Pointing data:
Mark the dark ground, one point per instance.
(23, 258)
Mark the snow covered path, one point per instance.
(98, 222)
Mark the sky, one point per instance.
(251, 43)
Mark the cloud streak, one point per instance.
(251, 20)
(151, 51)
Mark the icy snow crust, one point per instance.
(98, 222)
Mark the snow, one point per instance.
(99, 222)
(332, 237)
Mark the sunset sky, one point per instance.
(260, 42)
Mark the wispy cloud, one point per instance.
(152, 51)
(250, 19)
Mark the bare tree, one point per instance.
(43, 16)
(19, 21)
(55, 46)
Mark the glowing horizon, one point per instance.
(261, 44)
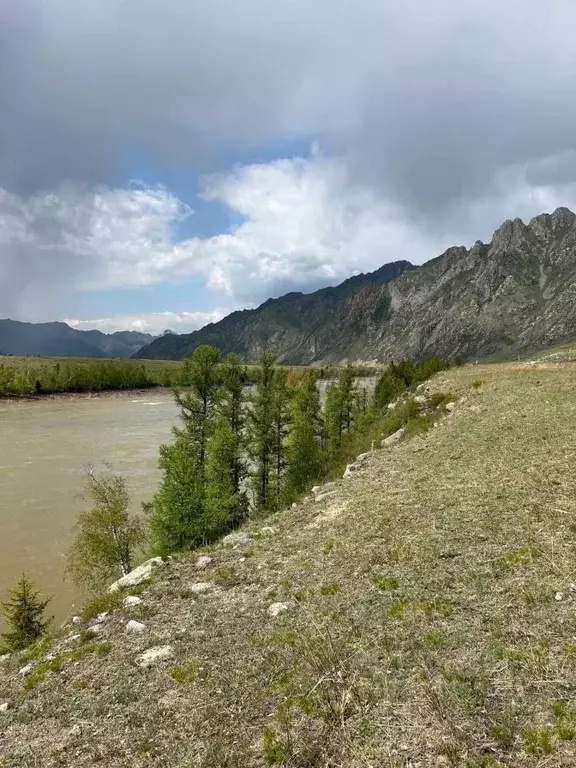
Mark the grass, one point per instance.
(442, 645)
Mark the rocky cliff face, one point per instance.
(517, 292)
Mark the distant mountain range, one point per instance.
(60, 340)
(516, 292)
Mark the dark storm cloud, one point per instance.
(444, 109)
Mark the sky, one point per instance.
(164, 163)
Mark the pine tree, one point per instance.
(178, 518)
(280, 421)
(333, 422)
(202, 375)
(108, 535)
(304, 450)
(261, 431)
(24, 613)
(176, 515)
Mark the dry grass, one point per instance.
(423, 627)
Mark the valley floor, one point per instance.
(420, 613)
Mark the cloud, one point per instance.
(304, 223)
(154, 322)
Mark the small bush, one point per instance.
(109, 601)
(188, 673)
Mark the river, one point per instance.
(45, 447)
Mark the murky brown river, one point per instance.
(45, 446)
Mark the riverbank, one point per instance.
(429, 593)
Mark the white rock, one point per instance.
(154, 656)
(393, 438)
(237, 540)
(138, 575)
(277, 608)
(135, 627)
(131, 601)
(326, 495)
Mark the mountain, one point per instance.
(60, 340)
(516, 292)
(300, 328)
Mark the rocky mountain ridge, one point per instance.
(60, 340)
(516, 292)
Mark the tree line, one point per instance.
(235, 454)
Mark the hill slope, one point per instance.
(60, 340)
(517, 292)
(429, 617)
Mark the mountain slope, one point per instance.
(429, 617)
(60, 340)
(517, 292)
(301, 328)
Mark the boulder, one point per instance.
(138, 575)
(132, 601)
(154, 656)
(277, 608)
(394, 438)
(135, 627)
(236, 540)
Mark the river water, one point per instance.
(45, 447)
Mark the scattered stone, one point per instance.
(154, 656)
(138, 575)
(394, 438)
(131, 601)
(326, 495)
(236, 540)
(277, 608)
(135, 627)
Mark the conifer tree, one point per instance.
(178, 515)
(280, 421)
(261, 431)
(107, 536)
(304, 451)
(24, 613)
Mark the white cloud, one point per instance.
(304, 224)
(154, 322)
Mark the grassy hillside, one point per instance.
(429, 616)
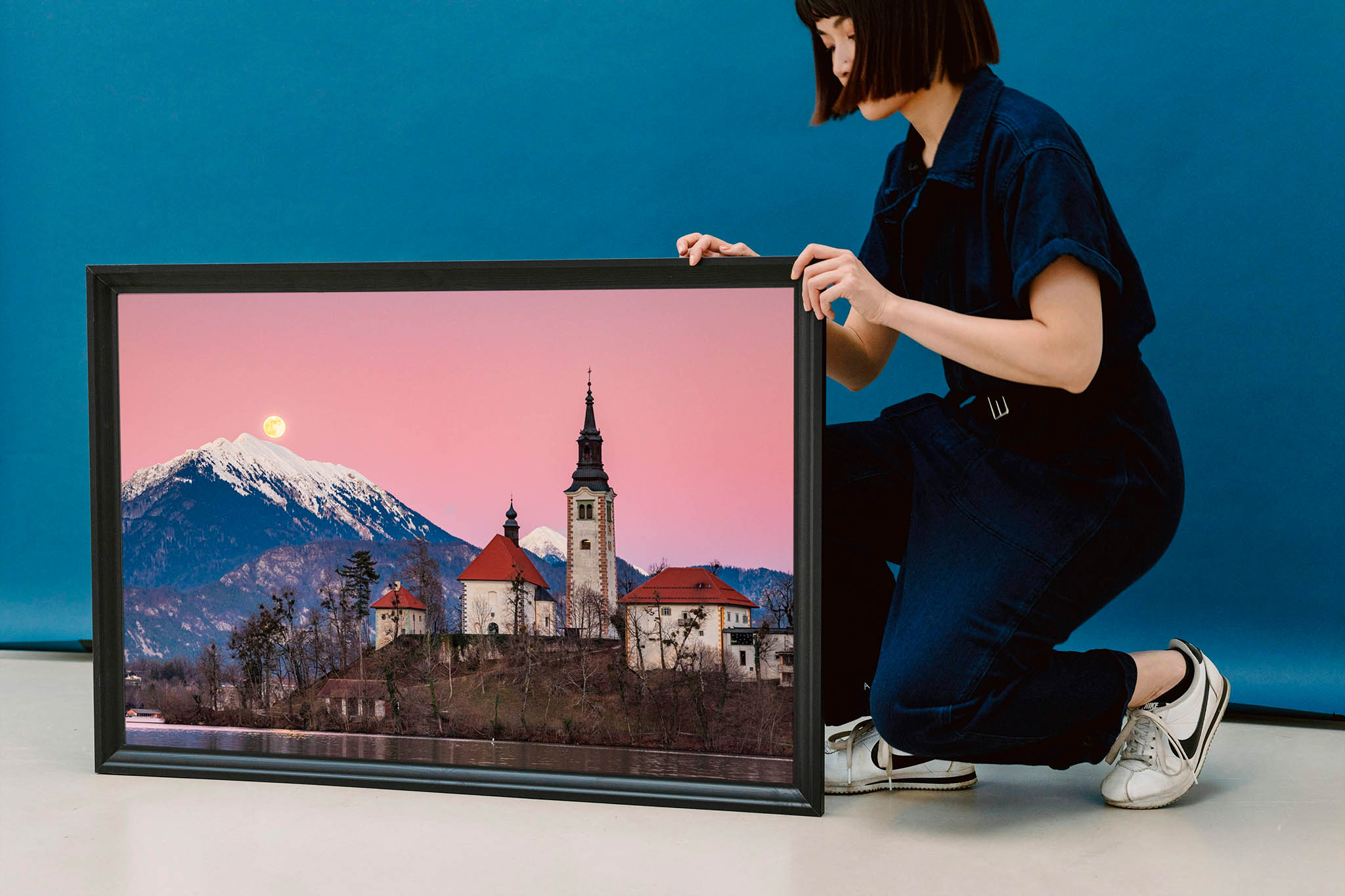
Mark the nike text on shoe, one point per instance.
(861, 761)
(1162, 747)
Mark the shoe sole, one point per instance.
(957, 782)
(1200, 763)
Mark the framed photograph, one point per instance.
(535, 528)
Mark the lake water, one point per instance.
(455, 752)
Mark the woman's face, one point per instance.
(838, 37)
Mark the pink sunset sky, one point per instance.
(455, 400)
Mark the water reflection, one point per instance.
(451, 752)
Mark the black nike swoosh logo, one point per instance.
(1189, 744)
(898, 762)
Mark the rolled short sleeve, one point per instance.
(1052, 210)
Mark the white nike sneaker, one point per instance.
(834, 736)
(1162, 747)
(860, 761)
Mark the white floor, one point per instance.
(1269, 817)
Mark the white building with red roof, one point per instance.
(489, 598)
(666, 608)
(399, 612)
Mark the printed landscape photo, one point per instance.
(539, 528)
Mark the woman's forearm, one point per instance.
(848, 360)
(1024, 351)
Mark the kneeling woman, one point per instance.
(1046, 481)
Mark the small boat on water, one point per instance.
(146, 716)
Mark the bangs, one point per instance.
(902, 46)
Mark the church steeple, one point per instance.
(590, 471)
(512, 522)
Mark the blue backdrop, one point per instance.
(264, 132)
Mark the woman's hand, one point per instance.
(697, 246)
(838, 274)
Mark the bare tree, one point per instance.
(518, 602)
(778, 599)
(210, 672)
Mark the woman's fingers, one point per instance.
(697, 246)
(817, 277)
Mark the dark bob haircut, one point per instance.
(902, 46)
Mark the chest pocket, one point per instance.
(938, 251)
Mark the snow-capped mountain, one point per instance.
(544, 542)
(200, 515)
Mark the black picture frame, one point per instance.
(112, 756)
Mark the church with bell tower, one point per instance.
(591, 536)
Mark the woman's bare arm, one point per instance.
(858, 351)
(1059, 345)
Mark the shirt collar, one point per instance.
(959, 150)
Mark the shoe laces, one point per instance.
(854, 736)
(1138, 739)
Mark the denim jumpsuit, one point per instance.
(1015, 511)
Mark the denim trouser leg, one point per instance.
(966, 666)
(865, 515)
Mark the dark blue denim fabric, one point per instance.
(1012, 188)
(1006, 543)
(1011, 530)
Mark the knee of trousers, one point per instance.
(911, 715)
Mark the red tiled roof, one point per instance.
(405, 601)
(496, 562)
(686, 585)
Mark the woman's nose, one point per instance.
(841, 66)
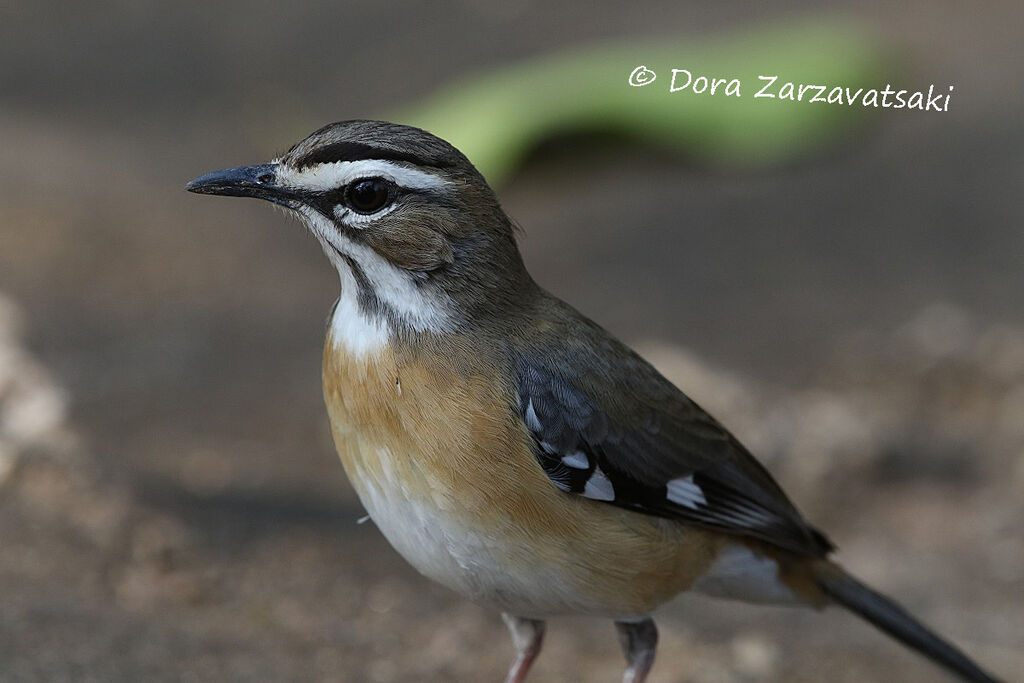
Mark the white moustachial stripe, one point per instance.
(421, 308)
(329, 176)
(684, 492)
(739, 573)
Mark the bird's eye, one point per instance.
(369, 195)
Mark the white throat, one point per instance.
(361, 332)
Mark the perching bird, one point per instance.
(508, 446)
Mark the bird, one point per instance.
(508, 446)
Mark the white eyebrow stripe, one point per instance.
(322, 177)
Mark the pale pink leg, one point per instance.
(527, 635)
(639, 640)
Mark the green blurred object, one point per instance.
(498, 117)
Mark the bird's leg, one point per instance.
(639, 640)
(528, 636)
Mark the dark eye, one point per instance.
(369, 196)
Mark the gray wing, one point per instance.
(607, 426)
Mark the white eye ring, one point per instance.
(352, 219)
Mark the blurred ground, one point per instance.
(188, 520)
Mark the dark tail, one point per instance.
(892, 619)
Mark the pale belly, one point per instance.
(491, 565)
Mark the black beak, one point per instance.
(259, 181)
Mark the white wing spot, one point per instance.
(531, 420)
(684, 492)
(599, 487)
(577, 460)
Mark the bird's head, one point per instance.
(415, 231)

Brief:
Rewrite all of the data above with "one point per instance" replaced by "one point for each instance" throughout, keeping everything else unchanged. Leave the pictures out of your answer.

Right answer:
Mark the dark ground, one point for each instance.
(23, 258)
Mark the snow covered path, one point for each instance.
(98, 222)
Mark the sky, one point for each instance.
(251, 43)
Mark the cloud streak, one point for each instance.
(251, 20)
(151, 51)
Mark the icy snow crust, one point for each instance.
(98, 222)
Mark the snow, one point for each instance.
(99, 222)
(332, 237)
Mark the sunset sky, one point for each instance.
(260, 42)
Mark the wispy cloud, one point for each instance.
(152, 51)
(250, 19)
Mark the bare tree, one point for each instance.
(43, 16)
(19, 21)
(55, 46)
Mark the glowing horizon, one point for each instance.
(261, 44)
Mark the grass, one point for each instance.
(442, 645)
Mark the rocky cliff face, one point for each instance.
(517, 292)
Mark the distant mountain range, one point for each instance.
(60, 340)
(516, 292)
Mark the dark storm cloud, one point for each instance.
(444, 109)
Mark the sky, one point for each instance.
(164, 163)
Mark the pine tree, one point for each instance.
(178, 518)
(280, 421)
(333, 422)
(202, 375)
(108, 535)
(304, 450)
(261, 431)
(24, 613)
(176, 515)
Mark the dry grass, one point for each instance.
(423, 627)
Mark the valley floor, one point for each instance.
(420, 613)
Mark the cloud, one point for each instance.
(304, 223)
(154, 322)
Mark the small bush, one point for each instance.
(109, 601)
(188, 673)
Mark the river, one point for each instance.
(45, 447)
Mark the murky brown river, one point for each instance.
(45, 446)
Mark the riverbank, one point for each instance.
(429, 593)
Mark the white rock, one point for each instance.
(154, 656)
(393, 438)
(237, 540)
(138, 575)
(277, 608)
(135, 627)
(131, 601)
(326, 495)
Mark the mountain, one point for each instance.
(60, 340)
(516, 292)
(300, 328)
Mark the rocky mountain ridge, one point for each instance.
(60, 340)
(516, 292)
Mark the tree line, one point for each instance.
(235, 454)
Mark the hill slope, one point for each instance.
(60, 340)
(517, 292)
(429, 617)
Mark the mountain slope, one point for each instance.
(429, 617)
(60, 340)
(517, 292)
(301, 328)
Mark the boulder, one point for each instance.
(138, 575)
(132, 601)
(154, 656)
(277, 608)
(394, 438)
(135, 627)
(236, 540)
Mark the river water, one point for each instance.
(45, 447)
Mark the scattered stone, one point for each instance.
(154, 656)
(138, 575)
(394, 438)
(131, 601)
(326, 495)
(236, 540)
(277, 608)
(135, 627)
Mark the conifer tree, one point for each instance.
(178, 515)
(280, 421)
(261, 431)
(107, 536)
(304, 451)
(24, 613)
Mark the white cloud, one point for each instance.
(304, 224)
(154, 322)
Mark the grassy hillside, one point for each instance.
(429, 616)
Mark the nike text on shoe, one point for each instance.
(861, 761)
(1162, 747)
Mark the shoe sole, one point for each instance.
(957, 782)
(1200, 763)
Mark the framed photograph, one point for each instance.
(535, 528)
Mark the lake water, one point for each instance.
(455, 752)
Mark the woman's face, one point for each instance.
(838, 37)
Mark the pink sunset sky, one point for each instance.
(455, 400)
Mark the water reflection, one point for each instance.
(451, 752)
Mark the black nike swoosh logo, one point for each instance.
(1189, 744)
(898, 762)
Mark the rolled short sleeve, one point for each instance.
(1052, 210)
Mark the white nike sneaker, one point for each instance.
(834, 736)
(1162, 747)
(860, 761)
Mark the white floor, one point for each instance.
(1269, 817)
Mark the white building with red roof, one point for each instance.
(489, 598)
(666, 608)
(399, 612)
Mark the printed landscape photo, one point for each instance.
(539, 528)
Mark the woman's forearm, one point for each instance.
(848, 360)
(1024, 351)
Mark the kneeling woman, one point for each instance.
(1046, 481)
Mark the small boat on water, one point for each instance.
(146, 716)
Mark the bangs, one point for each instance.
(902, 46)
Mark the church steeple, one point for each instance.
(590, 471)
(512, 522)
Mark the blue backdrop, one point for each instance.
(264, 132)
Mark the woman's hand, one point for each instance.
(697, 246)
(838, 274)
Mark the bare tree, one point for each instance.
(518, 602)
(778, 599)
(210, 672)
Mark the woman's fingers, one point for each instance.
(697, 246)
(817, 277)
Mark the dark bob haircut, one point for each instance.
(902, 46)
Mark the chest pocket, one point for each instance.
(938, 251)
Mark the snow-capped mountain, one point for each instance.
(544, 542)
(200, 515)
Mark the black picture frame, one point for each instance.
(112, 756)
Mark the church with bell tower, one point for each instance.
(591, 536)
Mark the woman's bare arm, one point for each instance.
(858, 351)
(1059, 345)
Mark the shirt collar, one point for each instance.
(959, 150)
Mark the shoe laces, one point for each instance.
(854, 736)
(1138, 739)
Mark the denim jumpsuit, one point for each instance.
(1015, 511)
Mark the denim trouser leg, one point for each instance.
(966, 666)
(865, 515)
Mark the dark blue denim fabric, one point for each instance.
(1012, 188)
(1006, 543)
(1011, 530)
Mark the knee of trousers, one point for each instance.
(911, 715)
Mark the red tiled roof, one point for each instance.
(405, 601)
(496, 562)
(686, 585)
Mark the woman's nose, one point for each instance.
(841, 66)
Mark the white moustachial stripe, one point for each instance.
(421, 308)
(329, 176)
(684, 492)
(739, 573)
Mark the bird's eye, one point for each instance.
(369, 195)
Mark the white throat, one point for each instance.
(361, 332)
Mark the perching bird, one point for each instance.
(508, 446)
Mark the bird, one point for each instance.
(508, 446)
Mark the white eyebrow stripe, one point for each instance.
(322, 177)
Mark the pale pink leg, one point for each instance.
(527, 635)
(639, 640)
Mark the green blurred object, one point for each instance.
(498, 117)
Mark the bird's leg, one point for each instance.
(639, 640)
(528, 636)
Mark the dark eye, one point for each instance.
(369, 196)
Mark the gray wing, one point for each instance.
(607, 426)
Mark the white eye ring, one point for each instance.
(352, 219)
Mark the blurred ground, one point for each instance.
(188, 520)
Mark the dark tail, one point for each instance.
(892, 619)
Mark the pale belly, one point for each instance.
(491, 565)
Mark the black beak, one point for each instance.
(259, 181)
Mark the white wing spot, one point for each instance.
(531, 420)
(684, 492)
(599, 487)
(577, 460)
Mark the bird's head, one point for each instance.
(415, 231)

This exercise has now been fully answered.